- [Exercise requirements] Switch "goal net" to "soccer goal" in the records starting at the line containing "net on this photo." and ending at the line containing "<point>1067,511</point>". Reproduce only those lines, with everything else left unchanged.

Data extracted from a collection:
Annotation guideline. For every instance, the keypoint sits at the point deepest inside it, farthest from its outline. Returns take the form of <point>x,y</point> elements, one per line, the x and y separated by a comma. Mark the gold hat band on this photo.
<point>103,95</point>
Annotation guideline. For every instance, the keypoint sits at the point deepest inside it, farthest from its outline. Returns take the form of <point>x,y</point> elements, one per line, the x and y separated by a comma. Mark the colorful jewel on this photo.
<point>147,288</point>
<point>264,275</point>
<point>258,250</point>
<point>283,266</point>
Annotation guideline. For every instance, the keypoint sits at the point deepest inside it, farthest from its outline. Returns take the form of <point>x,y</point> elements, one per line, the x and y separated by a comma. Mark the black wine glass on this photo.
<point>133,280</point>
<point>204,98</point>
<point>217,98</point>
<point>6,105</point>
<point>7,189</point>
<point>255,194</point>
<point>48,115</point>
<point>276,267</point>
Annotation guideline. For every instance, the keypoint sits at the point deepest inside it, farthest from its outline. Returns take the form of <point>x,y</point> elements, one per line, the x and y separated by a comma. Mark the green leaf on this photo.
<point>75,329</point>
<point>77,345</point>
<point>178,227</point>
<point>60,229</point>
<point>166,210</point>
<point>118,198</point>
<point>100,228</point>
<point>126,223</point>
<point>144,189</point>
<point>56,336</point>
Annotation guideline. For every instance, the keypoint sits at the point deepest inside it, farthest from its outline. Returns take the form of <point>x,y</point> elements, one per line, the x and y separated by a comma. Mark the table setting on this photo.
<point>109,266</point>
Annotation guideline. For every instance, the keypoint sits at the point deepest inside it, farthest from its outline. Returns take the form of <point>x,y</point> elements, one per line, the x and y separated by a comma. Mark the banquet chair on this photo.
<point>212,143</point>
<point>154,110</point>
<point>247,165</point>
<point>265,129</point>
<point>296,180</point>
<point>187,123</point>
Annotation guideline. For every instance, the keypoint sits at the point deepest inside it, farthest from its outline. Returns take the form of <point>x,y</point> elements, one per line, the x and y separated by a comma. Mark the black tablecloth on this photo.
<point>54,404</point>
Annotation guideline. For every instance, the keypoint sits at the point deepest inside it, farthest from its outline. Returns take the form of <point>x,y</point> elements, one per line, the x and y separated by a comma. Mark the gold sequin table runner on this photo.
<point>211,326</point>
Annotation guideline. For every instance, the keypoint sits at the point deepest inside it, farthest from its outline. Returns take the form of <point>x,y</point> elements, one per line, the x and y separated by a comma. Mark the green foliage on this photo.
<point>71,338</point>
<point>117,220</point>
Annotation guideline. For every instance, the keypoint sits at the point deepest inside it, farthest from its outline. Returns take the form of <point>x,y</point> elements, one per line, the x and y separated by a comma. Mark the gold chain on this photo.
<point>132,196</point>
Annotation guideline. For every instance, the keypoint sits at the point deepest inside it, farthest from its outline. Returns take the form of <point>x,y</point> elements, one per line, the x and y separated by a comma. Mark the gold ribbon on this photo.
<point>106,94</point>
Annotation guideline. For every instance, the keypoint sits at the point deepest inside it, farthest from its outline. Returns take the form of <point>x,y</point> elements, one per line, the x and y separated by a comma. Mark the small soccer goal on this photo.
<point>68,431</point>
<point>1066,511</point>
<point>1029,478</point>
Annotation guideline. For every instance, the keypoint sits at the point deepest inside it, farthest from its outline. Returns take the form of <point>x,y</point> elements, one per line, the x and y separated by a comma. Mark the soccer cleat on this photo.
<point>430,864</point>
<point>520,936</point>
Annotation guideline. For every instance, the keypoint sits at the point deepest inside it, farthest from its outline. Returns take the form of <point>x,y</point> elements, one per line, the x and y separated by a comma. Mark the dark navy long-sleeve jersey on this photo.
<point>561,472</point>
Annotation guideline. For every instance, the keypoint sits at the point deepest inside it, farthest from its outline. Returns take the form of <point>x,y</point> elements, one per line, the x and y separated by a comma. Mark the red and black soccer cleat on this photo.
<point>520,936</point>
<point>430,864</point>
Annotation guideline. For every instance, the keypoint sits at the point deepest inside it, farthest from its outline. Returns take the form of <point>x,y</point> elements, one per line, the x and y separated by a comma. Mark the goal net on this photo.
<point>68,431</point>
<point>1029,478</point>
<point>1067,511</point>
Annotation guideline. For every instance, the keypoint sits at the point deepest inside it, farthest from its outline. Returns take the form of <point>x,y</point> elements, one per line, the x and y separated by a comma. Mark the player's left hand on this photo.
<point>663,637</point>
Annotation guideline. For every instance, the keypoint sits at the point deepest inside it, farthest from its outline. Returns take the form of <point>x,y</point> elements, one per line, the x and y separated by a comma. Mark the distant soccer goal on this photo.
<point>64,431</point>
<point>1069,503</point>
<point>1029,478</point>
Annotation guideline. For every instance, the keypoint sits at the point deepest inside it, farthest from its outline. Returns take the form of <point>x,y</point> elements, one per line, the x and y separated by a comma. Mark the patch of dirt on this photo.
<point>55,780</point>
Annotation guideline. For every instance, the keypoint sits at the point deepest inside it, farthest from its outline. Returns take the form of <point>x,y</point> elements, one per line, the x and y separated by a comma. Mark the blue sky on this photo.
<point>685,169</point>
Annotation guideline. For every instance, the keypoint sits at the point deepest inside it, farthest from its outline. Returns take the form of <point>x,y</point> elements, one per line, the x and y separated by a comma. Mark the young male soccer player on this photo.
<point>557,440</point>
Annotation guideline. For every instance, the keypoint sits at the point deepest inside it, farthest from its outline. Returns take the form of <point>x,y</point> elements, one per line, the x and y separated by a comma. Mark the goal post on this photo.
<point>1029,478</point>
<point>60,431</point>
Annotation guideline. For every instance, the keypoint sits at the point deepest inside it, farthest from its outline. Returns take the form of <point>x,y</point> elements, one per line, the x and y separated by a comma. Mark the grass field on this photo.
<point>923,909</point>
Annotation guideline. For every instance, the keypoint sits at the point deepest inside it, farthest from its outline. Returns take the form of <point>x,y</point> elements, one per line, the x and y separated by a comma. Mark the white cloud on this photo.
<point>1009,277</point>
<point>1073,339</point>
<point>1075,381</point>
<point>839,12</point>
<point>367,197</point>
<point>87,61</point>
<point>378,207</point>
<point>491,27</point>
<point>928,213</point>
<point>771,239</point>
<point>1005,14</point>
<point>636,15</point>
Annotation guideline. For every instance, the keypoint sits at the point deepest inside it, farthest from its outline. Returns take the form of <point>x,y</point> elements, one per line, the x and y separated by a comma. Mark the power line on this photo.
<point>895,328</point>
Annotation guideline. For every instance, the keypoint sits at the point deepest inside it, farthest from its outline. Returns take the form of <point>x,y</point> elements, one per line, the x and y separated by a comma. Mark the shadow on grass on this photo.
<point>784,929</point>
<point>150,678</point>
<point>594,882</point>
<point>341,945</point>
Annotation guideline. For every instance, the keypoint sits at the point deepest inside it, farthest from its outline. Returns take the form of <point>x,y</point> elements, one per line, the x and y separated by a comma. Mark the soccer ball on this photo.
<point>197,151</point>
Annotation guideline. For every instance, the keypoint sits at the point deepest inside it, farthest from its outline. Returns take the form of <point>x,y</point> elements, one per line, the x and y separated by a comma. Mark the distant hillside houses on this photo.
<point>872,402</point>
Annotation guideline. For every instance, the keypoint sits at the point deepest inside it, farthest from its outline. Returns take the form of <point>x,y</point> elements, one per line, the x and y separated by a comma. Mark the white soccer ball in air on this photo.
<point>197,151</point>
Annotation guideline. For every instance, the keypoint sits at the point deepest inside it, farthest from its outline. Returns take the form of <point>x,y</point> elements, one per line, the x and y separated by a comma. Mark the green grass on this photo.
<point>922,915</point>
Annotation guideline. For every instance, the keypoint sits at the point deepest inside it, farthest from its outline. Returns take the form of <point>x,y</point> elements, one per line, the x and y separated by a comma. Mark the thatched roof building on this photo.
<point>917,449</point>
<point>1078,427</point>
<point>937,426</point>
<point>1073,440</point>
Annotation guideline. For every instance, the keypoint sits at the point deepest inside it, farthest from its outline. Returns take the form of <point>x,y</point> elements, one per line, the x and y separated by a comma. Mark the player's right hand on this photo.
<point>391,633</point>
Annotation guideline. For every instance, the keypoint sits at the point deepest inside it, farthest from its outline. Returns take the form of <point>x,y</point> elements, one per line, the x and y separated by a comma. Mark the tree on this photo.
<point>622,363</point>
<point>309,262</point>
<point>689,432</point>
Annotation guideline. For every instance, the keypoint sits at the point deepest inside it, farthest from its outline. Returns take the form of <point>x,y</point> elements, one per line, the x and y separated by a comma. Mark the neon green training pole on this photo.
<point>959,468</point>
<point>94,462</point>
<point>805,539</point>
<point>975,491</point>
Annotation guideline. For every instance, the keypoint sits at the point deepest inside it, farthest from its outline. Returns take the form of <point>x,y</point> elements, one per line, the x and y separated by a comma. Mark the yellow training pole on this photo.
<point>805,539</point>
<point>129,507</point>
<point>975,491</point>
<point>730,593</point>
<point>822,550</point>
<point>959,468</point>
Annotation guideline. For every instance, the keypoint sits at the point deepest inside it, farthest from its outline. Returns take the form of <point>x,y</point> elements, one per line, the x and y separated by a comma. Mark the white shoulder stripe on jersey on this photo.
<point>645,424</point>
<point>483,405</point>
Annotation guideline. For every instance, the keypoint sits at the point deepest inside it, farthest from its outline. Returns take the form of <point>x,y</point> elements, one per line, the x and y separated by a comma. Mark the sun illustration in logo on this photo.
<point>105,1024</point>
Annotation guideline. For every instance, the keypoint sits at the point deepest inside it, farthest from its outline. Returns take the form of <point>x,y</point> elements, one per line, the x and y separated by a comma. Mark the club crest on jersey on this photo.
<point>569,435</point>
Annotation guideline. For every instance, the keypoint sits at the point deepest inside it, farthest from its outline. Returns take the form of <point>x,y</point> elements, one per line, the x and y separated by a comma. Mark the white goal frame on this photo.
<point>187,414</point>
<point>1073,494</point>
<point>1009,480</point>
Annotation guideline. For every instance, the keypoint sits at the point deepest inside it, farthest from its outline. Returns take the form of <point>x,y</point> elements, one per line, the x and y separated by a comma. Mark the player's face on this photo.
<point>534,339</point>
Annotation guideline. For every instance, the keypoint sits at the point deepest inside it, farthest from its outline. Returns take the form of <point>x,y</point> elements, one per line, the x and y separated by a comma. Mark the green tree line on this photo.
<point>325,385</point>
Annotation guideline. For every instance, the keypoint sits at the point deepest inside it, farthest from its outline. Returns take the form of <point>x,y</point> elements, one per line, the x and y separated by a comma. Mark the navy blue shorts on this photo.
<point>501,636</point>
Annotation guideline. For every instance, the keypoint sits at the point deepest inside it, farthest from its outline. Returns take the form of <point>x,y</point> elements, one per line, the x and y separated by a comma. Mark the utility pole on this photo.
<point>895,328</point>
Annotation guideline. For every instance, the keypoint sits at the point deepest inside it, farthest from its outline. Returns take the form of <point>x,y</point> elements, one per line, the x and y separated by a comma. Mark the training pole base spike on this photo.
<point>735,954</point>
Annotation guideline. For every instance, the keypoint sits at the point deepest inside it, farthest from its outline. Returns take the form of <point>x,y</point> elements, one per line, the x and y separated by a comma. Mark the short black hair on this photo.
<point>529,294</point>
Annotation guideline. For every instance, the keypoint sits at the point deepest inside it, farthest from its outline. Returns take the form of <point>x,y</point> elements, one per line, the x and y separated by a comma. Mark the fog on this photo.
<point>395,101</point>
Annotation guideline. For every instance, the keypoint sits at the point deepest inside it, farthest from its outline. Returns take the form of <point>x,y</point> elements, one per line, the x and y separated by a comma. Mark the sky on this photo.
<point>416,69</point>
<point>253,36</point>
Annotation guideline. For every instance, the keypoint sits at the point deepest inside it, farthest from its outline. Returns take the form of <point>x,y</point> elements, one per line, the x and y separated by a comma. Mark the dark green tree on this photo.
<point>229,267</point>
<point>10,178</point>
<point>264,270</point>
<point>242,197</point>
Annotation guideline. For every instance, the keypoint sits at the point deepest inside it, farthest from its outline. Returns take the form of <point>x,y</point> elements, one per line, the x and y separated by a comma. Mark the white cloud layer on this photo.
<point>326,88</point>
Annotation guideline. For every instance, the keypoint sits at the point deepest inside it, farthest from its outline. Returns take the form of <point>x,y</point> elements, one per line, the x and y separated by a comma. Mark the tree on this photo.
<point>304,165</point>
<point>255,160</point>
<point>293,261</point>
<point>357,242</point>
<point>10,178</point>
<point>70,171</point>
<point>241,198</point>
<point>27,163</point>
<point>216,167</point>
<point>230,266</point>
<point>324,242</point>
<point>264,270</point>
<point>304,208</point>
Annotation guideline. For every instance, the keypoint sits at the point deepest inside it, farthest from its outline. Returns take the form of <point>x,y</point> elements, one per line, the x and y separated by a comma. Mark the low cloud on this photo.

- [Result for this task]
Annotation guideline. For every instance, the keypoint sits at the point deepest inside it, farthest from its outline. Returns take the form of <point>x,y</point> elements, one per line, the x and y separated by a comma. Mark the soccer goal on this photo.
<point>68,431</point>
<point>1029,478</point>
<point>1067,511</point>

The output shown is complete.